- _Collected data_
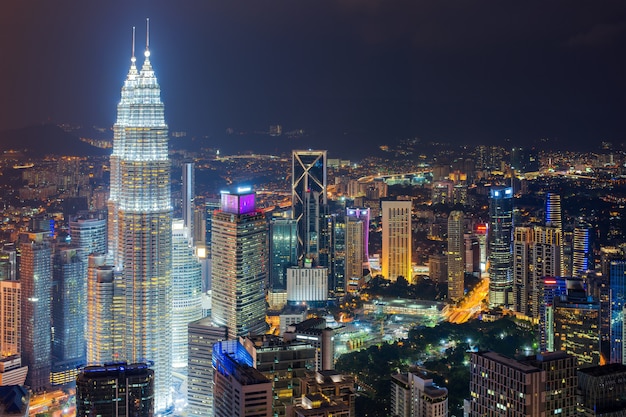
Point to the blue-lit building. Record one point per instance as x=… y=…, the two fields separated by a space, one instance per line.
x=239 y=388
x=115 y=389
x=239 y=264
x=36 y=281
x=500 y=241
x=69 y=310
x=308 y=198
x=283 y=251
x=617 y=277
x=582 y=253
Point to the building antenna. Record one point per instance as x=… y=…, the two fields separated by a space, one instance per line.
x=132 y=57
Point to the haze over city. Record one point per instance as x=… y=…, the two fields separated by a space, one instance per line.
x=464 y=73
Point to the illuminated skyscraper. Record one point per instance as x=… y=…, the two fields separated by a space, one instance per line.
x=357 y=240
x=456 y=250
x=186 y=291
x=188 y=196
x=239 y=250
x=553 y=211
x=89 y=232
x=582 y=254
x=10 y=312
x=308 y=198
x=283 y=251
x=36 y=280
x=500 y=235
x=68 y=313
x=397 y=240
x=140 y=224
x=202 y=336
x=116 y=389
x=617 y=277
x=105 y=306
x=536 y=255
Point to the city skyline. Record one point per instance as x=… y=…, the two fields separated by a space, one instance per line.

- _Exercise task_
Scale the rows from the line with "Point to the haze" through the end of the rows, and write them out again with the requests included. Multiply every x and y coordinate in the answers by 0.8 and round it to a whole number, with halves rounded up.

- _Solution to the exercise_
Point to the haze over city. Record one point per instance as x=… y=…, the two fields separated by a space, one instance per line.
x=371 y=58
Point to the illuminated skyscraper. Record one point per instance as x=… y=…, the two fields separated by a space, one instance per line.
x=286 y=192
x=365 y=200
x=149 y=233
x=150 y=157
x=191 y=200
x=442 y=169
x=71 y=186
x=466 y=203
x=8 y=250
x=246 y=158
x=226 y=201
x=29 y=224
x=400 y=188
x=54 y=250
x=318 y=192
x=112 y=179
x=162 y=269
x=93 y=311
x=494 y=222
x=84 y=245
x=429 y=204
Point to the city skyline. Record one point per instance as x=… y=…, the two fields separated by a space, one instance per line.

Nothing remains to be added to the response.